### [Exercise tasks]
a. Print the Hua Hsu passage word for word, starting at "Hua Hsu, an" and ending at "his academic scholarship.".
b. Please proceed with the Hua Hsu passage, picking up after its final sentence.

### [Passage shown]
▬▬▬▬▬▬▬▬▬▬
Hua Hsu, an Assistant Professor of English at Vassar College, admits that he couldn’t have finished graduate school without writing for public outlets. Contributing to ESPN, Slate, and The Atlantic enables Hsu to embrace new vocabularies and humors, to pursue different research questions, and to make money. For example, Hsu reflects on the sorry state of the NFL as a Grantland staff member, reviews Sianne Ngai as a Slate contributor, and puts The Simpsons in conversation with Ai Weiwei as an Atlantic author. In posts, he brings his humanities work into the public sphere (e.g. Ngai), whereas in other pieces, the two cross-pollinate (Simpsons and Ai Weiwei). Hsu seems to relish the creative tensions between journalists and academics. In his talk, he explained that online writing better connected him with editors and readers than his academic scholarship.
▬▬▬▬▬▬▬▬▬▬
### [Given information]
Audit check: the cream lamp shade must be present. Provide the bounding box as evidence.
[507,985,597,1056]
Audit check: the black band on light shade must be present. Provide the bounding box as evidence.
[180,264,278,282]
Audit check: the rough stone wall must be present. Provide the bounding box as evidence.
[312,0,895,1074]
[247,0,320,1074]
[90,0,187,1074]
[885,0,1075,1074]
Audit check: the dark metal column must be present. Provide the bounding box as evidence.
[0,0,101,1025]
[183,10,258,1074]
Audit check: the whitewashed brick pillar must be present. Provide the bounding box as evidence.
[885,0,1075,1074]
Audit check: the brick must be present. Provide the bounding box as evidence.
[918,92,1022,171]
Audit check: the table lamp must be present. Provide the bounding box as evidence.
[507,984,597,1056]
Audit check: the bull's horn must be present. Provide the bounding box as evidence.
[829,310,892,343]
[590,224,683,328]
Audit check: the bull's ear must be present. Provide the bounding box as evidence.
▬▬▬▬▬▬▬▬▬▬
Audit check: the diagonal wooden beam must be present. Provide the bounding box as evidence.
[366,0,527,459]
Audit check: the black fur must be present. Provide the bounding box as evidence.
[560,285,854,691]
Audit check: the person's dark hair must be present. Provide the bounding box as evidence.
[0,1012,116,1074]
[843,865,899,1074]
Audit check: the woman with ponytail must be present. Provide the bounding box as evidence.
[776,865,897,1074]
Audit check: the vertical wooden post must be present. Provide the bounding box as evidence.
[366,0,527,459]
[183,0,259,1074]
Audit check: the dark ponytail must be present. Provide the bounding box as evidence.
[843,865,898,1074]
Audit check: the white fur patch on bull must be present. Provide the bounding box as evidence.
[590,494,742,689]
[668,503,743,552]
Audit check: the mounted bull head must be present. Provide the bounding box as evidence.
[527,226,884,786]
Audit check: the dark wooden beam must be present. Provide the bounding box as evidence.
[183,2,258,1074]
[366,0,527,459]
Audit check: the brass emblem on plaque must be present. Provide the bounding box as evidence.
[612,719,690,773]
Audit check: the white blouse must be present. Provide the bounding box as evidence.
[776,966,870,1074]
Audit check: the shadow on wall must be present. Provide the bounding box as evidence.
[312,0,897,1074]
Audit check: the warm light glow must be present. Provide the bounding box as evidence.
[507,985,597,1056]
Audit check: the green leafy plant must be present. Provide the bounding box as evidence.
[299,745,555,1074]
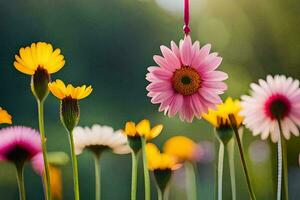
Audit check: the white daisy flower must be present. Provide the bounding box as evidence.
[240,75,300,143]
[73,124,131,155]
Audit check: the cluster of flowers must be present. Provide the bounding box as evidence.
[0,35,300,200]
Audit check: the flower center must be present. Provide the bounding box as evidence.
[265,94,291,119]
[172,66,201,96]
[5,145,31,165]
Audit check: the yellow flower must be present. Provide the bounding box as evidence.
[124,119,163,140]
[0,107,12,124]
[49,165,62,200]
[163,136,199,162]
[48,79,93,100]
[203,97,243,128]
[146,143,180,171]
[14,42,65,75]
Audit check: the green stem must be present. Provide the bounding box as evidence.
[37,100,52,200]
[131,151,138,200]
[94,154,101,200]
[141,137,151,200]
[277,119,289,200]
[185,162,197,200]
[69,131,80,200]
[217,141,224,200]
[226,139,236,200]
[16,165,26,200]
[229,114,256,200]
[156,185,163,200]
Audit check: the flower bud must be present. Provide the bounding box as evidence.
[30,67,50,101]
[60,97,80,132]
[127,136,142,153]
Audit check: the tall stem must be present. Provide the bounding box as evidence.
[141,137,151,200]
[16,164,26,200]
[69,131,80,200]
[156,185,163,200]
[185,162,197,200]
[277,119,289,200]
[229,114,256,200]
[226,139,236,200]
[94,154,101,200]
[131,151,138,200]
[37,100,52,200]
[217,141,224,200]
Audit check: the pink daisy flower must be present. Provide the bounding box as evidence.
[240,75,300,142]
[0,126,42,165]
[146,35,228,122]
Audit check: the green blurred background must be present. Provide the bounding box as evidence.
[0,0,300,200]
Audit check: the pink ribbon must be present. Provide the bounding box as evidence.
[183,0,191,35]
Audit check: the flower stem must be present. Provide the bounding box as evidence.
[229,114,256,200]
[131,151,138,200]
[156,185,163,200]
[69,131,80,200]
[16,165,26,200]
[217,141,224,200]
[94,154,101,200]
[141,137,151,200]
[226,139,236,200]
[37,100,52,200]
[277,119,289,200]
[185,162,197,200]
▬▬▬▬▬▬▬▬▬▬
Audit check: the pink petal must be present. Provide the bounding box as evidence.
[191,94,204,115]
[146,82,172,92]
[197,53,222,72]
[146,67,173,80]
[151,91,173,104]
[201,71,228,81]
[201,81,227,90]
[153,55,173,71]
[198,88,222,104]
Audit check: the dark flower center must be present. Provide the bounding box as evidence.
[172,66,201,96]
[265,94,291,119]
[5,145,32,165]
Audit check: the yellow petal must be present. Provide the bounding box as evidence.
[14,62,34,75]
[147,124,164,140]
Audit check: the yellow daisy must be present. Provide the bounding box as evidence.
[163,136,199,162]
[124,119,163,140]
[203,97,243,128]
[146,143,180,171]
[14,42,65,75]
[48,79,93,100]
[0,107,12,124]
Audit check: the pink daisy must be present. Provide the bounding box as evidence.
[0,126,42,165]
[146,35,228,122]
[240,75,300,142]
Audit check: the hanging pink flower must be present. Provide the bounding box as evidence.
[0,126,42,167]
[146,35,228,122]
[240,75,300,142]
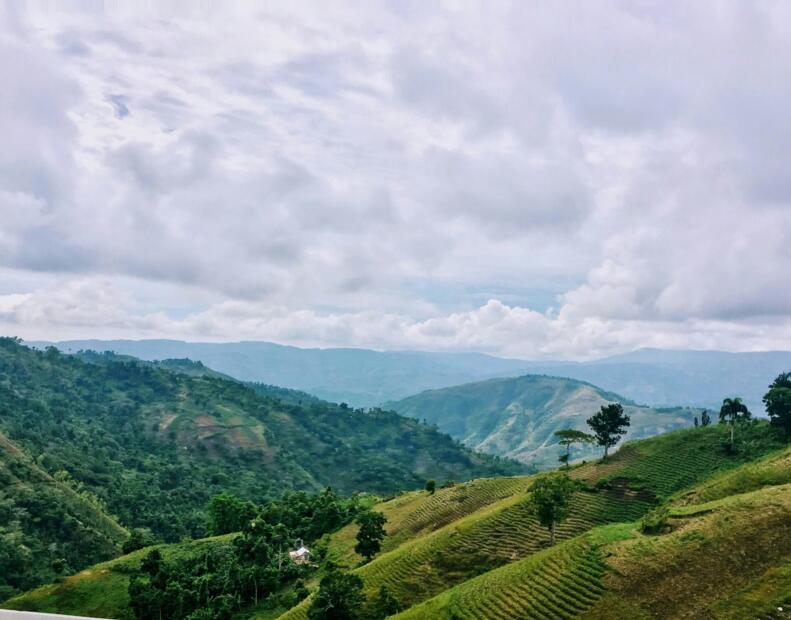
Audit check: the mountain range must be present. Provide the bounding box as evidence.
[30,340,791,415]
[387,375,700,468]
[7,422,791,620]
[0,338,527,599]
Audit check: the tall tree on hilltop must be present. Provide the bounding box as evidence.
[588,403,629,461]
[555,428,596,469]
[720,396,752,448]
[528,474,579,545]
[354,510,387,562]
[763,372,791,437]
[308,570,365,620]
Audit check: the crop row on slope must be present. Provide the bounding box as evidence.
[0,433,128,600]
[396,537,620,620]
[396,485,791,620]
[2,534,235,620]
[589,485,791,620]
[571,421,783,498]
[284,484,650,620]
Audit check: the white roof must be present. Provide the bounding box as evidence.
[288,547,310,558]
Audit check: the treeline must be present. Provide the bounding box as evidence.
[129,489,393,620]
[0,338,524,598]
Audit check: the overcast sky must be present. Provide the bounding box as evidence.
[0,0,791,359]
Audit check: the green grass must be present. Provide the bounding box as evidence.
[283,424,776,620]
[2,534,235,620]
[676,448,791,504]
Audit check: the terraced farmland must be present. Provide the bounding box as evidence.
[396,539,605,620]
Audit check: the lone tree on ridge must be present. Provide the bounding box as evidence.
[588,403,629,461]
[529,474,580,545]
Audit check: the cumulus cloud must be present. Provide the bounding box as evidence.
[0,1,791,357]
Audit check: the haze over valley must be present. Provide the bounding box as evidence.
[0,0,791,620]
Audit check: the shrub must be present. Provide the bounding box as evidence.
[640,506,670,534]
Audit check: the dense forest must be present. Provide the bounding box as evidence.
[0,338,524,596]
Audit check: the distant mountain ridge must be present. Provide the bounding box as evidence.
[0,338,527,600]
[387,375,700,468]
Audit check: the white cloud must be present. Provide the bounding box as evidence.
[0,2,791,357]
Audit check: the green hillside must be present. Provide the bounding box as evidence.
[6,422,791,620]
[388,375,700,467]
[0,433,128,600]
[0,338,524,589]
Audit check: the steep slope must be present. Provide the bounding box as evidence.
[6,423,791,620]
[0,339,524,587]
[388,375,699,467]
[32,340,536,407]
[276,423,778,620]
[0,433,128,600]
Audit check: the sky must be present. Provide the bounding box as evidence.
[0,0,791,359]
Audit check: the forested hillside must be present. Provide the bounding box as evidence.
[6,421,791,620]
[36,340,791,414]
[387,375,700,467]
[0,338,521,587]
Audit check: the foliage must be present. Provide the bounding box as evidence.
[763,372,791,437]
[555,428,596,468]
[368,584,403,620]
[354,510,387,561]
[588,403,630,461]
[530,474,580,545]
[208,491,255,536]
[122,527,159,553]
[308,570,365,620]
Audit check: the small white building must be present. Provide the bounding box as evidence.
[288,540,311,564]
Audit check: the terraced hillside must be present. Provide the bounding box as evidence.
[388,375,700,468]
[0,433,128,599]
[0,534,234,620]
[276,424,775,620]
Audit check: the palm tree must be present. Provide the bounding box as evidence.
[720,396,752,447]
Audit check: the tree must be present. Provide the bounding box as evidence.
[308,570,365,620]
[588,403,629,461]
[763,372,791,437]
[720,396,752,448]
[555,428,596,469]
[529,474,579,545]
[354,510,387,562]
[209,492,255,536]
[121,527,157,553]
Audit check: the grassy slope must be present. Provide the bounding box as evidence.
▬▬▬▬▬▬▬▬▬▬
### [Written responses]
a.
Hua Hsu, an Assistant Professor of English at Vassar College, admits that he couldn’t have finished graduate school without writing for public outlets. Contributing to ESPN, Slate, and The Atlantic enables Hsu to embrace new vocabularies and humors, to pursue different research questions, and to make money. For example, Hsu reflects on the sorry state of the NFL as a Grantland staff member, reviews Sianne Ngai as a Slate contributor, and puts The Simpsons in conversation with Ai Weiwei as an Atlantic author. In posts, he brings his humanities work into the public sphere (e.g. Ngai), whereas in other pieces, the two cross-pollinate (Simpsons and Ai Weiwei). Hsu seems to relish the creative tensions between journalists and academics. In his talk, he explained that online writing better connected him with editors and readers than his academic scholarship.

b.
Despite the salubrious effects of public engagement on his academic writing, Hsu admitted that he kept his public work separate, even “secret,” from his institution. Salamishah Tillet, an Associate Professor of English at the University of Pennsylvania, has also written publicly, in private. Tillet has written about domestic violence and George Zimmerman for The Nation and black feminism (and Tyler Perry) for The Root, and she’s even visited MSNBC’s Melissa Harris-Perry to discuss race relations and abortion politics. Although she’s more comfortable occupying the role of public intellectual today, as a graduate student, Tillet didn’t tell her advisors about her activist writings for fear that she wouldn’t be regarded as a “serious scholar.” If, as Tillet observes, the mandate of a scholar is to act as a cultural worker, institutions ought to embrace semi-public intellectualism because it enables scholars to occupy multiple communities simultaneously and to make humanist arguments to wider audiences.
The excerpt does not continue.